Stored dataset items
◆ ◆ ◆ ◆
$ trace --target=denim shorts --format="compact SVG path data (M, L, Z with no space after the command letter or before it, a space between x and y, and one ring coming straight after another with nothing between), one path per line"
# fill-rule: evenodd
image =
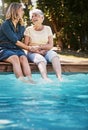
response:
M2 49L2 50L0 50L0 61L3 61L3 60L5 60L5 59L7 59L7 58L9 58L10 56L12 56L12 55L17 55L17 56L22 56L22 55L25 55L26 56L26 54L25 54L25 52L23 51L23 50L21 50L21 49Z
M53 57L58 56L58 54L55 51L49 50L47 53L43 56L38 53L28 53L27 57L29 61L34 62L35 64L38 64L39 62L52 62Z

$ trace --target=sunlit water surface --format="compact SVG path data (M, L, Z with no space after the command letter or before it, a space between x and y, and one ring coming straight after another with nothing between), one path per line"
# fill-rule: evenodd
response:
M88 73L49 73L46 83L22 83L13 73L0 74L1 130L88 130Z

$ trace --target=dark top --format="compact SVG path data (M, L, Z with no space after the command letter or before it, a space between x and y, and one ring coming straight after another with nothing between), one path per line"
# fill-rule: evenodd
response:
M0 49L20 49L16 42L22 40L24 30L19 23L15 28L11 20L5 20L0 26Z

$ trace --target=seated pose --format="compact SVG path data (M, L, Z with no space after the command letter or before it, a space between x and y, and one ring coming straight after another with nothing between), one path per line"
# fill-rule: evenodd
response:
M30 47L21 42L25 30L22 25L23 14L21 3L11 3L6 20L0 26L0 61L10 62L21 81L34 83L26 54L22 50L30 51Z
M49 26L43 25L44 14L39 9L30 11L32 26L26 28L24 32L24 42L30 45L28 59L38 65L42 78L46 81L50 79L47 76L47 62L52 63L57 78L61 81L61 65L58 54L52 50L53 34Z

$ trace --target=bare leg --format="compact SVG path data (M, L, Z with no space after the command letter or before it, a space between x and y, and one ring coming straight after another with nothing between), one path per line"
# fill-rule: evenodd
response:
M23 77L23 73L21 70L19 57L16 55L10 56L8 59L5 60L6 62L10 62L13 65L13 72L17 78Z
M52 59L52 65L53 65L53 69L56 73L57 78L61 81L62 80L61 65L60 65L59 58L57 56Z
M35 83L32 80L31 69L30 69L26 56L20 56L20 63L21 63L21 67L22 67L24 76L26 76L28 78L29 82Z
M38 68L39 68L42 78L47 81L51 81L47 76L46 64L43 61L38 64Z
M26 56L20 56L20 64L21 64L24 75L29 76L31 78L32 77L31 69L30 69Z

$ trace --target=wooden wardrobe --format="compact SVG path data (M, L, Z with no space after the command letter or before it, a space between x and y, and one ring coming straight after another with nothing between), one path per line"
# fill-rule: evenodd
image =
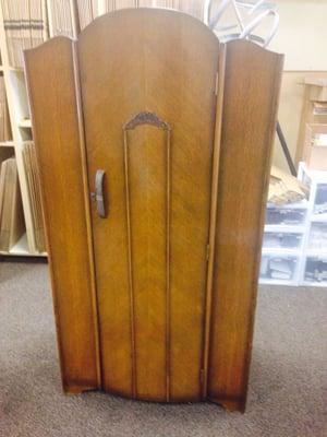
◆ ◆ ◆ ◆
WRITTEN TASK:
Give every line of the records above as a JSON list of strings, one string per line, omitting blank lines and leaving the pictures out.

ANSWER TO THE TASK:
[
  "$ trace --target=denim shorts --format=\"compact SVG path data (M, L, Z with no space after the command letter or before it, a space between x and y, and one ring coming straight after another with nothing between), one path per line\"",
  "# fill-rule: evenodd",
  "image =",
  "response:",
  "M2 49L2 50L0 50L0 61L3 61L3 60L5 60L5 59L7 59L7 58L9 58L10 56L12 56L12 55L17 55L17 56L22 56L22 55L25 55L26 56L26 54L25 54L25 52L23 51L23 50L21 50L21 49Z",
  "M53 57L58 56L58 54L55 51L49 50L47 53L43 56L38 53L28 53L27 57L29 61L34 62L35 64L38 64L39 62L52 62Z",
  "$ trace --target=sunlit water surface --format=\"compact SVG path data (M, L, Z with no space after the command letter or before it, a space between x and y, and one ring coming straight after another with nothing between), one path per line\"",
  "# fill-rule: evenodd",
  "response:",
  "M88 73L49 73L46 83L22 83L13 73L0 74L1 130L88 130Z",
  "$ trace --target=dark top --format=\"compact SVG path data (M, L, Z with no space after the command letter or before it, a space between x and y, and one ring coming straight after another with nothing between), one path per line\"",
  "# fill-rule: evenodd",
  "response:",
  "M0 49L20 49L16 42L22 40L24 30L19 23L15 28L11 20L5 20L0 26Z",
  "$ trace --target=seated pose --format=\"compact SVG path data (M, L, Z with no space after the command letter or before it, a space between x and y, and one ring coming straight after another with nothing between), one path per line\"",
  "# fill-rule: evenodd",
  "response:",
  "M30 47L21 42L25 30L22 25L23 14L21 3L11 3L6 20L0 26L0 61L10 62L21 81L34 83L26 54L22 50L30 51Z",
  "M49 26L43 25L44 14L39 9L30 11L32 26L26 28L24 32L24 42L30 45L28 59L38 65L42 78L46 81L50 79L47 76L47 62L52 63L57 78L61 81L61 65L58 54L52 50L53 34Z",
  "$ trace --target=bare leg --format=\"compact SVG path data (M, L, Z with no space after the command letter or before it, a space between x and y, and one ring coming straight after another with nothing between), one path per line\"",
  "# fill-rule: evenodd",
  "response:",
  "M23 77L23 73L21 70L19 57L16 55L10 56L8 59L5 60L6 62L10 62L13 65L13 72L17 78Z",
  "M52 59L52 65L53 65L53 69L56 73L57 78L61 81L62 80L61 65L60 65L59 58L57 56Z",
  "M35 83L32 80L31 69L30 69L26 56L20 56L20 63L21 63L21 67L22 67L24 76L26 76L28 78L29 82Z",
  "M38 68L39 68L42 78L47 81L51 81L47 76L46 64L43 61L38 64Z",
  "M26 56L20 56L20 64L21 64L24 75L29 76L31 78L32 77L31 69L30 69Z",
  "$ trace --target=wooden wardrobe --format=\"compact SVG path data (M, L, Z with no space after the command letter or before it, a space between x and y, and one ring coming straight after another with nothing between), one path per line\"",
  "# fill-rule: evenodd",
  "image ="
]